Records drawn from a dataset
_ _ _ _ _ _ _

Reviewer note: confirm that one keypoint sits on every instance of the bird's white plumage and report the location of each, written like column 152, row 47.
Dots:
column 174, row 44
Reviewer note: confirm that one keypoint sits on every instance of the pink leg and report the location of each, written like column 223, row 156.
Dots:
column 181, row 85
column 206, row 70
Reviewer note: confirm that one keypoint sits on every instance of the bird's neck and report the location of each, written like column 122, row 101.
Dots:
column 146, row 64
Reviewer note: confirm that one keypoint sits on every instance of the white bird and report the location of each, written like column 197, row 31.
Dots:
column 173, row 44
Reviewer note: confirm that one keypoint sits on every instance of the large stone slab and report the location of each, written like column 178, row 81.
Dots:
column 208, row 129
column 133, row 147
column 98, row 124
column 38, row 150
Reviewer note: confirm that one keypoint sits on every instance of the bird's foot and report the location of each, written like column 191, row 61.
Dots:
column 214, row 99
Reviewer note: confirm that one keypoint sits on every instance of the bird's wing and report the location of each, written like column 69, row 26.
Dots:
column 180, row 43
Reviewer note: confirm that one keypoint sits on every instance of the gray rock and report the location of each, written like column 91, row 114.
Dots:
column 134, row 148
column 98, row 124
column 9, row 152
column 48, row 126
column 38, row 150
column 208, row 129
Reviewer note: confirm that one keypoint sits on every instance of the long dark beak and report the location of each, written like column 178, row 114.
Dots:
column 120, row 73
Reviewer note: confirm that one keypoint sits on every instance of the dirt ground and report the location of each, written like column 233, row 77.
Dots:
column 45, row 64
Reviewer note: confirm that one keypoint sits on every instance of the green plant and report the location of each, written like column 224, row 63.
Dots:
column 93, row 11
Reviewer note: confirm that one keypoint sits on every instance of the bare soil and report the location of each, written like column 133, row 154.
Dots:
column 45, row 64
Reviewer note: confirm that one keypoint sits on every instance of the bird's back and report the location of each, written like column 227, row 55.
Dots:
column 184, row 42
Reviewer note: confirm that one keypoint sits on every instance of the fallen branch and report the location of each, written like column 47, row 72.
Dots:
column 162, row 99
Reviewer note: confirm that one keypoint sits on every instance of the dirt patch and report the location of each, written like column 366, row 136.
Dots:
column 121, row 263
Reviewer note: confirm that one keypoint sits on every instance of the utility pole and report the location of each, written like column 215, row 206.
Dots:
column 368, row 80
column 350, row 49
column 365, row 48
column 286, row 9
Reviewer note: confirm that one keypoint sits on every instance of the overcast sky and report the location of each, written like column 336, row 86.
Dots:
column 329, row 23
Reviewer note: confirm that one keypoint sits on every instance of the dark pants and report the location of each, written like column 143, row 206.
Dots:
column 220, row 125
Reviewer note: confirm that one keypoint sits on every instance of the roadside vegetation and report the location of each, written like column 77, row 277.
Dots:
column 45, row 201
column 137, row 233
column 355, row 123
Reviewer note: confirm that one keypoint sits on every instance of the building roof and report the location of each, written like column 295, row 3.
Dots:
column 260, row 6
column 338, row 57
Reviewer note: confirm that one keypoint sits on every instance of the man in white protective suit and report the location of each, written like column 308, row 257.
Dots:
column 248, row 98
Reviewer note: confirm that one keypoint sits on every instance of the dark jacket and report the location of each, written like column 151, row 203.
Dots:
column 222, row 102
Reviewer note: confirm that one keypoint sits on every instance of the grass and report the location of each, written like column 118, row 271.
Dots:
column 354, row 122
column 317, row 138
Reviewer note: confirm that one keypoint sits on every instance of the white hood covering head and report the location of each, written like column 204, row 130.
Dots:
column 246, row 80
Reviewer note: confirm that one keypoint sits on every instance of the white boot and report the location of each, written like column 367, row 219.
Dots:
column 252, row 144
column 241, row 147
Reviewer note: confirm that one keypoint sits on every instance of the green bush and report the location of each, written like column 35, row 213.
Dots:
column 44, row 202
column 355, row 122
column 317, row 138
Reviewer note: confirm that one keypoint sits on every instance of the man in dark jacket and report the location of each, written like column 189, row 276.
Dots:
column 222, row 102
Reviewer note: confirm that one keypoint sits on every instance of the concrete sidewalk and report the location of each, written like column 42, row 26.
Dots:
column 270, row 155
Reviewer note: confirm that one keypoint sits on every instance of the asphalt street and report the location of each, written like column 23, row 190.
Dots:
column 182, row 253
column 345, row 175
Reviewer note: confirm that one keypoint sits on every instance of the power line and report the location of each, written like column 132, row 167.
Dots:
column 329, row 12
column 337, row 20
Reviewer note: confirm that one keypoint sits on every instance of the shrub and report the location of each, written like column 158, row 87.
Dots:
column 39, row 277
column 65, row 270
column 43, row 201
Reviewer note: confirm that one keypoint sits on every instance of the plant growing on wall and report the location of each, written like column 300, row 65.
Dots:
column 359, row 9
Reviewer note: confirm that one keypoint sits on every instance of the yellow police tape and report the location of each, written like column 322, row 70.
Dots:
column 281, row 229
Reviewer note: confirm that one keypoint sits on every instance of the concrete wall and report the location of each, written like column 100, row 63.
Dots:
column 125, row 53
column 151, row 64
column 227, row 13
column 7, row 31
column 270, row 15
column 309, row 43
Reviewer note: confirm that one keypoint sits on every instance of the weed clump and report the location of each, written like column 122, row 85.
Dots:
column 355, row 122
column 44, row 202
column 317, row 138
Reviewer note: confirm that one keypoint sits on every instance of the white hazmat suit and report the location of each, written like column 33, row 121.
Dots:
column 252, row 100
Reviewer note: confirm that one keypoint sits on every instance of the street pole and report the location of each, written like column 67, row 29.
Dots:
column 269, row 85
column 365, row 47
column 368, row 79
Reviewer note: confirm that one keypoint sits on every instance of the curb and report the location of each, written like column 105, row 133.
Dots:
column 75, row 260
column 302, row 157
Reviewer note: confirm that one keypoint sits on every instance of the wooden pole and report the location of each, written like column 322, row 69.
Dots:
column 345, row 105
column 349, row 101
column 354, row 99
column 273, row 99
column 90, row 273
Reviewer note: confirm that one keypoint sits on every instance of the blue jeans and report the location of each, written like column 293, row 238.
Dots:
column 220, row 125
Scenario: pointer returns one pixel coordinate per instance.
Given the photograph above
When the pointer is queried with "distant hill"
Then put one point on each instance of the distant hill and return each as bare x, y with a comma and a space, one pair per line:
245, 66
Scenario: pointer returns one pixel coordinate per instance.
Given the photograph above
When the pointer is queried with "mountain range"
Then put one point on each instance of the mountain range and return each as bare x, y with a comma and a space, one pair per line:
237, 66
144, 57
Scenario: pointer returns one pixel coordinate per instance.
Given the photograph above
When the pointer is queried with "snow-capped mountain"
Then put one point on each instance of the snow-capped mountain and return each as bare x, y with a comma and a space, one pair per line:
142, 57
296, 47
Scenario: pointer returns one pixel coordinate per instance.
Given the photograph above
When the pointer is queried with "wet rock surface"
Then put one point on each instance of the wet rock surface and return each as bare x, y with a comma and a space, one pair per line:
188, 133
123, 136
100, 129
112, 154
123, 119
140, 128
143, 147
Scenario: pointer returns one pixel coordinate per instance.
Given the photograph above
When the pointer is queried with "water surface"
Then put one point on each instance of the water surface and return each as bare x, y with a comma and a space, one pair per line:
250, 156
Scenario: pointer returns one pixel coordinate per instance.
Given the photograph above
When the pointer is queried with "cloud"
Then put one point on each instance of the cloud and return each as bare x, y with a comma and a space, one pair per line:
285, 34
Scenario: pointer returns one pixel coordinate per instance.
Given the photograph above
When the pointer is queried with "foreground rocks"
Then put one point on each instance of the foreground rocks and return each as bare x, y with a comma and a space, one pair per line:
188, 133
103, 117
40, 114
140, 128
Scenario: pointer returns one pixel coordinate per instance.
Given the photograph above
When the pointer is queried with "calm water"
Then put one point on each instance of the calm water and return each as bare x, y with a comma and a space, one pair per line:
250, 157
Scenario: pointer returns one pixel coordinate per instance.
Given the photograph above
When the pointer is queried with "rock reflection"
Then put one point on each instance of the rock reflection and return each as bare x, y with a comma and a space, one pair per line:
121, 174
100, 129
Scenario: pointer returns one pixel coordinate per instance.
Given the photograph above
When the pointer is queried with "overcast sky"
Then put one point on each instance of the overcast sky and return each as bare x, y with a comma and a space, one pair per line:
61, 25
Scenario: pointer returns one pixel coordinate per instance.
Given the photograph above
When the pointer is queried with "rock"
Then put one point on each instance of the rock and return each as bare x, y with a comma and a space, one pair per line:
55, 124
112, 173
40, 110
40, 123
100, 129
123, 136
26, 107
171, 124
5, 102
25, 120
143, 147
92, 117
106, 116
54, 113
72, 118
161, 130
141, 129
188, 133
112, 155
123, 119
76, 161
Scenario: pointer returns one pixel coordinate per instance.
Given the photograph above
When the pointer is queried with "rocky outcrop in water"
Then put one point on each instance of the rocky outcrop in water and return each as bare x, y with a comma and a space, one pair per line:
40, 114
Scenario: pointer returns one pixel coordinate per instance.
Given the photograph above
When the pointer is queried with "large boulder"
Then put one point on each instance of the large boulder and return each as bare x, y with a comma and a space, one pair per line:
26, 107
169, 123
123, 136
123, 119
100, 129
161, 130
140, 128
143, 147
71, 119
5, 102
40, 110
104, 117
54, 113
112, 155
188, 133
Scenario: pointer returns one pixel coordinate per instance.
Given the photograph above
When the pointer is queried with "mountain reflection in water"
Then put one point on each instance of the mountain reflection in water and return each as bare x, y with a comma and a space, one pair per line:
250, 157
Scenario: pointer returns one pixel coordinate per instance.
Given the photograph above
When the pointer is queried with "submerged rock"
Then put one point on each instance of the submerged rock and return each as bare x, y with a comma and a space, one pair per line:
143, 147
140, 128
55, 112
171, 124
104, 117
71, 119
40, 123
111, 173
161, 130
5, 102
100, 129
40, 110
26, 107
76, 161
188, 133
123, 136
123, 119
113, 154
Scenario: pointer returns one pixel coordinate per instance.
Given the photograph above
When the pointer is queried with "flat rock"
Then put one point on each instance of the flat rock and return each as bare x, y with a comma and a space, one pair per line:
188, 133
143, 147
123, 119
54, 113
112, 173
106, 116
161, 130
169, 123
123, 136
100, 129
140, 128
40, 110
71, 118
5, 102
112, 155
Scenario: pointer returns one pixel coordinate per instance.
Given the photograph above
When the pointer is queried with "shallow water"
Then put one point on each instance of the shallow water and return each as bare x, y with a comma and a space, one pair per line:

_ _ _ _ _ _ _

WHAT THE TASK REQUIRES – For each line above that holds the string "pole", provide a copy of that line.

RESPONSE BOX –
Reviewer note: confirm that one keypoint sits on every instance of the utility pole and report the location of each, written like column 215, row 206.
Reviewer note: confirm that one keypoint sits on every instance of the street pole and report the location of each, written like column 67, row 29.
Reviewer note: confirm that one keypoint sits on every instance of the wooden pole and report the location of each, written like column 322, row 69.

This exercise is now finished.